◆ **EXERCISE PROMPT**
Return everything from the line that contains "white window frame" down through the end of the items, exactly as they appear.

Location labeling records

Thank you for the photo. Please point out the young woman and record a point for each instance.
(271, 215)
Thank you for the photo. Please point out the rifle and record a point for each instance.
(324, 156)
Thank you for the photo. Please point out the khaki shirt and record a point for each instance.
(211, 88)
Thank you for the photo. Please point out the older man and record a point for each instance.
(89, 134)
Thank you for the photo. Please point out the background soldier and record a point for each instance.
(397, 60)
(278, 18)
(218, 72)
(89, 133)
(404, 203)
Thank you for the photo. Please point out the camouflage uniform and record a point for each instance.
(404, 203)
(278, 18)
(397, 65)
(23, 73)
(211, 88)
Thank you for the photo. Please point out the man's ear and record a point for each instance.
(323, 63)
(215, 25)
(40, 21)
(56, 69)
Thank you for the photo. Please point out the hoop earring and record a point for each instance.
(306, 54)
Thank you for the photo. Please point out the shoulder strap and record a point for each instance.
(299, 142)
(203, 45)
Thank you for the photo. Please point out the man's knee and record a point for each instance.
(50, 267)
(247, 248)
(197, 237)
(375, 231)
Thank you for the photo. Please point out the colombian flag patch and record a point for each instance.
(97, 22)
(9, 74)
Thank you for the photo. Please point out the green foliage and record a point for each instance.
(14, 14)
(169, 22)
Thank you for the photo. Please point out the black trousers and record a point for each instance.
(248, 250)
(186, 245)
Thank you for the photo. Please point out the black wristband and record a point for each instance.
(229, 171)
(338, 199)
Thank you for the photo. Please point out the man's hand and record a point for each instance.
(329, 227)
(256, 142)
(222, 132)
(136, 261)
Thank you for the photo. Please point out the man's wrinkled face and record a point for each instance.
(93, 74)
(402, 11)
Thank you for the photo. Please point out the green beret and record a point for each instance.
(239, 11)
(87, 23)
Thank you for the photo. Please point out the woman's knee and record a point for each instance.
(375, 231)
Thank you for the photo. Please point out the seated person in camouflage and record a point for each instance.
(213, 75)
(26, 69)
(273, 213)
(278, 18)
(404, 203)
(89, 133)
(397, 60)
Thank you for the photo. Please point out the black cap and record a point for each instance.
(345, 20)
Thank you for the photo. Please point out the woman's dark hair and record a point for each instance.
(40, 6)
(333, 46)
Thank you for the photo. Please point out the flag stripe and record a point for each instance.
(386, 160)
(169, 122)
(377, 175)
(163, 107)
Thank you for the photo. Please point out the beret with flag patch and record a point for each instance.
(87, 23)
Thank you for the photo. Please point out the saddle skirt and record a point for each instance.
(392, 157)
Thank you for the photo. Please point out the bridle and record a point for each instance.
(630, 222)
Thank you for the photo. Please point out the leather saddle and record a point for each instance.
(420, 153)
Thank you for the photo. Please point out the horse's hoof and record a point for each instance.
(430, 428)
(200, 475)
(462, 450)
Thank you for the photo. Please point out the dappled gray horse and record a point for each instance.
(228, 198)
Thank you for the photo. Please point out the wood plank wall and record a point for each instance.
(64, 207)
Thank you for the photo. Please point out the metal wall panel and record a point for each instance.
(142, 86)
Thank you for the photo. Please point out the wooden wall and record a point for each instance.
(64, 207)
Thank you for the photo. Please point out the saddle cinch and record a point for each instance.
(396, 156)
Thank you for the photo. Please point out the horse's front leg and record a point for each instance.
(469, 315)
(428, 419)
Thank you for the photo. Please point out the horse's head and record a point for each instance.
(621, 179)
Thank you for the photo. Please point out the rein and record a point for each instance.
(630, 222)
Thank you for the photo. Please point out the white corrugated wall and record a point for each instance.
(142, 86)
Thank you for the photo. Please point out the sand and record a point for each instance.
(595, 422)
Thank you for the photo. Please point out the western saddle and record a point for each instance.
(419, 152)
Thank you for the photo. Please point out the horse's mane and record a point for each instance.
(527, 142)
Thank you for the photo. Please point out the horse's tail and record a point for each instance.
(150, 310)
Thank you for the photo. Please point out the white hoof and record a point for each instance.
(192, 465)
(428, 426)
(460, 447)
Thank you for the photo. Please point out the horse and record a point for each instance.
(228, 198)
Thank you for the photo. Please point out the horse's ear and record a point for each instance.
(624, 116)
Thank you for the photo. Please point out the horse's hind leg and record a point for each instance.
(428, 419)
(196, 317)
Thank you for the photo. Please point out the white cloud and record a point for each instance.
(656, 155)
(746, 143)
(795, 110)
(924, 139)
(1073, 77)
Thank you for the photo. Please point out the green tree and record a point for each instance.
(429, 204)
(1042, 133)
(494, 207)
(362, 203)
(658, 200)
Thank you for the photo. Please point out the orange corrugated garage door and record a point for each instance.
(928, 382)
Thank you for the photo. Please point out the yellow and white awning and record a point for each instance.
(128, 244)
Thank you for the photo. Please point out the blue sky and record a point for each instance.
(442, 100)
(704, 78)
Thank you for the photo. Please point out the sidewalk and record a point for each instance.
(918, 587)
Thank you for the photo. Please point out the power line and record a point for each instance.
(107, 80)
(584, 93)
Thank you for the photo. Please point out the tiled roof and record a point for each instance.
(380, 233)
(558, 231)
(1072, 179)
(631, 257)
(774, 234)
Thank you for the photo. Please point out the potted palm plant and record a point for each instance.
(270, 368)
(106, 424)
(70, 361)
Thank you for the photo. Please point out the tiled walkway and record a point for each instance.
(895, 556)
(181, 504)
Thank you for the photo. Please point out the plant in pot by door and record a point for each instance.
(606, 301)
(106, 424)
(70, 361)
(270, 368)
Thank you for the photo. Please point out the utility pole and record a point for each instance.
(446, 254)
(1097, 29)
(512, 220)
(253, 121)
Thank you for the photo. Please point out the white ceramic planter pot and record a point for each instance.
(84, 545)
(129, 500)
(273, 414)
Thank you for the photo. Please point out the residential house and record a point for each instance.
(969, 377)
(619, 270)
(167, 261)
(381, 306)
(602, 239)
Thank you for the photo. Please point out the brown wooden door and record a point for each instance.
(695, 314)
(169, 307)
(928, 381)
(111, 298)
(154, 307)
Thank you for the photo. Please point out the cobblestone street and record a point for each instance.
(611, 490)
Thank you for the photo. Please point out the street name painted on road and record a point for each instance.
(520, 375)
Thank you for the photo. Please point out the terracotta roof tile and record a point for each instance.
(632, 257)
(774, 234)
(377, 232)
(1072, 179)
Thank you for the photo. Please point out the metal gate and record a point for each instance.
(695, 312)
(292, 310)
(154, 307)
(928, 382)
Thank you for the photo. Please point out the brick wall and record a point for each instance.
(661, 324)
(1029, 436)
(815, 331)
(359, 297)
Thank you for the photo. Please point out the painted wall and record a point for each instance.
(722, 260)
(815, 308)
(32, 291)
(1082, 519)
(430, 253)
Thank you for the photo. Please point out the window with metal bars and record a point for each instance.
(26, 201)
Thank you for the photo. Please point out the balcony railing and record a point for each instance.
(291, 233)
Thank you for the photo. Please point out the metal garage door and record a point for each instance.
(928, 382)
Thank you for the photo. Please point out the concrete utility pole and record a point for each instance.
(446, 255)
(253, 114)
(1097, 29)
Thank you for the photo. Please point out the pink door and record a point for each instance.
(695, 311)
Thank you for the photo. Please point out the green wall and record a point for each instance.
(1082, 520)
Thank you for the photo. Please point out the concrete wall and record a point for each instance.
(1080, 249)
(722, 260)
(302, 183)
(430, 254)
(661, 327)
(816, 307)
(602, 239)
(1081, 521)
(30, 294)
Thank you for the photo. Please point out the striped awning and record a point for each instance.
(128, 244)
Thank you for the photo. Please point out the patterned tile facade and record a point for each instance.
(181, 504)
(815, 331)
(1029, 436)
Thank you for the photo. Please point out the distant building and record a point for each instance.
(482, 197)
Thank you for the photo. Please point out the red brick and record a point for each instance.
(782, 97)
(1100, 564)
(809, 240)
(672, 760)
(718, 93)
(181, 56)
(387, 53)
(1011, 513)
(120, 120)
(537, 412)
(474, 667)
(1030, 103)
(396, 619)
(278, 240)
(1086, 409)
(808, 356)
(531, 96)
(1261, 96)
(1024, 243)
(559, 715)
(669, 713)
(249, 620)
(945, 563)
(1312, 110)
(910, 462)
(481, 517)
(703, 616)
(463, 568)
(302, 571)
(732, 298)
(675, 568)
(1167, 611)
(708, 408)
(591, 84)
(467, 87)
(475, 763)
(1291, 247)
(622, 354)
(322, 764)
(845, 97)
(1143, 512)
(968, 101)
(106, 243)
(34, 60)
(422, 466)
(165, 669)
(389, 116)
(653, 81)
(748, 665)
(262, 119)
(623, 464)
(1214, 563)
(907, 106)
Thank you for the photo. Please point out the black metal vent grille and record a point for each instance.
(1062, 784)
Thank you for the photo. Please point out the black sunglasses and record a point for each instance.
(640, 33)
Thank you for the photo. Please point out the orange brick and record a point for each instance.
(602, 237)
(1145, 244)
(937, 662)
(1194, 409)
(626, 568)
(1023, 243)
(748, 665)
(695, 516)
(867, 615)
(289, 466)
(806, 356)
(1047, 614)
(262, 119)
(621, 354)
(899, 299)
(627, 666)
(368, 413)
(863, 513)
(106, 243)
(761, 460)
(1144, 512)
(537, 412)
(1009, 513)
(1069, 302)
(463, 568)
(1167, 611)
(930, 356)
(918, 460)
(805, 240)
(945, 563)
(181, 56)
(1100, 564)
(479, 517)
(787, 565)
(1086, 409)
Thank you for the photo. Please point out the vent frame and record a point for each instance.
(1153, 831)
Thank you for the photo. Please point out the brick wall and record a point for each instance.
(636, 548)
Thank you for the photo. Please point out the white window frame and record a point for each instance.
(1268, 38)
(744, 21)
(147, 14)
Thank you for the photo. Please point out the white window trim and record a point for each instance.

◆ **RESULT OF THE TASK**
Thank you for the photo. Please point out the white window frame and record a point for each instance.
(1268, 38)
(744, 21)
(147, 14)
Thank you for the photo. Please point out the white window trim and record a point for each instance.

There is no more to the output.